▸ **Given exercise a**:
Quote the records verbatim, everything from the line containing "Presence query — locate the runway" down to the end of the records.

▸ **Text extract**:
────────────────

= Genre criticism =

Submethod of Rhetorical Cricitism

Genre criticism is a method within rhetorical criticism that analyzes texts in terms of their genre: the set of generic expectations, conventions, and constraints that guide their production and interpretation. In rhetoric, the theory of genre provides a means to classify and compare artifacts in terms of their formal, substantive and contextual features. By grouping artifacts with others which have similar formal features or rhetorical exigencies, rhetorical critics can shed light on how authors use or flout conventions for their own purposes. Genre criticism has thus become one of the main methodologies within rhetorical criticism.

Literary critics have used the concepts of genres to classify speeches and works of literature since the time of Aristotle, who distinguished three rhetorical genres: the legal or judicial, the deliberative or political, and the ceremonial or epideictic. Since then, rhetorical approaches to genre and understanding of the term "genre" have evolved in several ways. New genres have been studied for their rhetorical effectiveness - like sermons, letters, and (more recently) non-verbal genres like political cartoons, film, and public monuments. Further contemporary genre criticism has revised understanding of genre in several ways. The first 'turn', represented by Mikhail Mikhailovich Bakhtin (1895-1975), among others, focused on the formal features of communication. The second, represented by Carolyn Miller, among others, focused on recurring socio-cultural circumstances. In the latest turn, critics have begun applying formalist and socio-cultural concepts to new-media artifacts that tend to resist classification into traditional genre-categories.

────────────────

▸ **Given exercise b**:
Print the genre criticism text word for word, everything from "Submethod of Rhetorical" down to "within rhetorical criticism.".

(Rows from a box-labeling dataset)
────────────────

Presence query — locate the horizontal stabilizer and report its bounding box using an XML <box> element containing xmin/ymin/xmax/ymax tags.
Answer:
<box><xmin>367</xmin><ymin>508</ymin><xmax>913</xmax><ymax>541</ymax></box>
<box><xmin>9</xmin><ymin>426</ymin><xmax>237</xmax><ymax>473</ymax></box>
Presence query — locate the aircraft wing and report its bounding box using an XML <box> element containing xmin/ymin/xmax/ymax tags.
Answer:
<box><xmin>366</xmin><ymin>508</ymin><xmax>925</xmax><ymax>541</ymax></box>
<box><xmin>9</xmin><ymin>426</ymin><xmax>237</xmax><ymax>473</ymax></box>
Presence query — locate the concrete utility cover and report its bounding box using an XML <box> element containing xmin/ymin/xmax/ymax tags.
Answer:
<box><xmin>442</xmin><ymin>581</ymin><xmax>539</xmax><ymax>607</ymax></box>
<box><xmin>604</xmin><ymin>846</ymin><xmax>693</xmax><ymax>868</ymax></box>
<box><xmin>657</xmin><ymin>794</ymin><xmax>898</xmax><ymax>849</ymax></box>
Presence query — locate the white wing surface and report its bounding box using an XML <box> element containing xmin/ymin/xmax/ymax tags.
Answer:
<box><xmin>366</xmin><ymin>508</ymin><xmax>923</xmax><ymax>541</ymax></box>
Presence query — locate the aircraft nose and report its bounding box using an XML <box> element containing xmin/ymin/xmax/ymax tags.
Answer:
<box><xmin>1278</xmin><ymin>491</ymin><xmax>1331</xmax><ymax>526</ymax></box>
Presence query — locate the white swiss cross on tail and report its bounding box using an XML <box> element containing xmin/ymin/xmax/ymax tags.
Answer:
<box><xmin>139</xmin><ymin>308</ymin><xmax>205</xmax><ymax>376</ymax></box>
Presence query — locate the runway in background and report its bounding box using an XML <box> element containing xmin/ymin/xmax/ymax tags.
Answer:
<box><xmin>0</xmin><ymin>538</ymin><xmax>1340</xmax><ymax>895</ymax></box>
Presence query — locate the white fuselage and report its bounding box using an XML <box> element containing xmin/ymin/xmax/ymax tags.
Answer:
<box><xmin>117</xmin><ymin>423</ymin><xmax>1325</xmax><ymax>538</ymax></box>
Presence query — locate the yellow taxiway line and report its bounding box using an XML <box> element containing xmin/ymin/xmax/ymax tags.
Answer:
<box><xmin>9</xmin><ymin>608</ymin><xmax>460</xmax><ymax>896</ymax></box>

────────────────

▸ **Complete response a**:
Presence query — locate the runway in background and report its bounding box using an XML <box> element containing xmin/ymin/xmax/ymax tags.
Answer:
<box><xmin>0</xmin><ymin>538</ymin><xmax>1340</xmax><ymax>895</ymax></box>
Presence query — locate the white fuselage and report its bounding box using an XML <box> element containing xmin/ymin/xmax/ymax tags.
Answer:
<box><xmin>117</xmin><ymin>423</ymin><xmax>1325</xmax><ymax>538</ymax></box>
Presence query — locate the yellow taxiway line and report its bounding box using an XML <box> element containing xmin/ymin/xmax/ymax tags.
Answer:
<box><xmin>9</xmin><ymin>608</ymin><xmax>460</xmax><ymax>896</ymax></box>

▸ **Complete response b**:
Submethod of Rhetorical Cricitism

Genre criticism is a method within rhetorical criticism that analyzes texts in terms of their genre: the set of generic expectations, conventions, and constraints that guide their production and interpretation. In rhetoric, the theory of genre provides a means to classify and compare artifacts in terms of their formal, substantive and contextual features. By grouping artifacts with others which have similar formal features or rhetorical exigencies, rhetorical critics can shed light on how authors use or flout conventions for their own purposes. Genre criticism has thus become one of the main methodologies within rhetorical criticism.